• **Exercise data**:
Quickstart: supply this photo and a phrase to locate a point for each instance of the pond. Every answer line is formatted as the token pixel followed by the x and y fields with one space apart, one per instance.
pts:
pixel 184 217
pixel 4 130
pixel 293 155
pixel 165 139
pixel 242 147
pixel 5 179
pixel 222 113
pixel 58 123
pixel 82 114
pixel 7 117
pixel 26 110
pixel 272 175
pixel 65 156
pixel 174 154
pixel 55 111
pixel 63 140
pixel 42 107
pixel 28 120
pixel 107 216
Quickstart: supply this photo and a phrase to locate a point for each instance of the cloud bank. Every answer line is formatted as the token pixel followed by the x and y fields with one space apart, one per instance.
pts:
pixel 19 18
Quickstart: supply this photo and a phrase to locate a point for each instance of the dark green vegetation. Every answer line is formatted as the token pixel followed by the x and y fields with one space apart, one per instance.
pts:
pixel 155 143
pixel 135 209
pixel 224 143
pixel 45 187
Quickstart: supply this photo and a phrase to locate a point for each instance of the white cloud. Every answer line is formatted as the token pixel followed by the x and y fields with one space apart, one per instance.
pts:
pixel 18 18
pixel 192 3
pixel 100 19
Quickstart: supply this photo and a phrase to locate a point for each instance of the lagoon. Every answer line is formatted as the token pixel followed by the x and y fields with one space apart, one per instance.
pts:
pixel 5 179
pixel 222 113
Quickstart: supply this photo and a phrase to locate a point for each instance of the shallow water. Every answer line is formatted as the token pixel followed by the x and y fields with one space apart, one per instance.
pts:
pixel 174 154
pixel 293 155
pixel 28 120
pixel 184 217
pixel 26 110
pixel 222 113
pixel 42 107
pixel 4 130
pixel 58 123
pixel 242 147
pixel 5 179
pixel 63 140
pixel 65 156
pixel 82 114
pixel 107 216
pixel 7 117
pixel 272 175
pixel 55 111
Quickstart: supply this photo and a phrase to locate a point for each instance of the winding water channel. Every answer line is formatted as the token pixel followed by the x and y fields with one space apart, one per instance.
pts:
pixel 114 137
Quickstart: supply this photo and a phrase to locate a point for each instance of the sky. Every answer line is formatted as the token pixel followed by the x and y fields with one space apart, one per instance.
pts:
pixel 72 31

• **Exercise directions**: Reproduce every one of the records above word for word, keeping each line in its original order and leaving nothing out.

• **Worked answer**:
Quickstart: supply this photo and a phrase to locate a point for each instance of the pond. Every answer line is formatted as the token pixel followed by the x and y fields with one space apart, one per instance.
pts:
pixel 184 217
pixel 4 130
pixel 293 155
pixel 165 139
pixel 242 147
pixel 5 179
pixel 222 113
pixel 58 123
pixel 82 114
pixel 7 117
pixel 26 110
pixel 272 175
pixel 65 156
pixel 174 154
pixel 55 111
pixel 63 140
pixel 42 107
pixel 28 120
pixel 107 216
Quickstart: supply this photo and a phrase to locate a point for each instance of the cloud bank. Every answer line is formatted as the token pixel followed by the x and y fields with one space apart, one per instance.
pts:
pixel 19 18
Quickstart: supply this photo and a phrase to locate a point for each instance of the dark green vegetation. Every answer line is formatted as the token pixel followed by the x and y fields with one space apart, one per instance.
pts:
pixel 155 143
pixel 135 209
pixel 224 143
pixel 45 187
Quickstart: supply this photo and a phrase to locate a point for each instance of the white cloud. Every answer line is formatted as the token pixel followed by the x and y fields with one space apart, one per instance.
pts:
pixel 18 18
pixel 192 3
pixel 100 19
Quickstart: supply this photo and a phrase to locate a point for each instance of the lagoon. Every answer line is formatted as the token pixel followed by the x and y fields with one space apart, one per instance.
pts:
pixel 5 179
pixel 222 113
Quickstart: supply this photo and a phrase to locate a point for each instance of the shallow water. Every answer line is formatted as the token pixel followed by the x and y fields with one space apart, one per instance.
pts:
pixel 174 154
pixel 293 155
pixel 28 120
pixel 184 217
pixel 26 110
pixel 222 113
pixel 42 107
pixel 4 130
pixel 58 123
pixel 242 147
pixel 5 179
pixel 63 140
pixel 65 156
pixel 82 114
pixel 107 216
pixel 7 117
pixel 272 175
pixel 55 111
Quickstart: supply this photo and a phrase to locate a point for each instance of the winding water channel. Every answer line is formatted as the token pixel followed by the x and y fields with one space apart, one per instance.
pts:
pixel 114 137
Quickstart: supply this photo and a phrase to locate a point for each instance of the sky. Every answer line is formatted as the token pixel followed by the x and y fields with one space apart, one per instance.
pts:
pixel 72 31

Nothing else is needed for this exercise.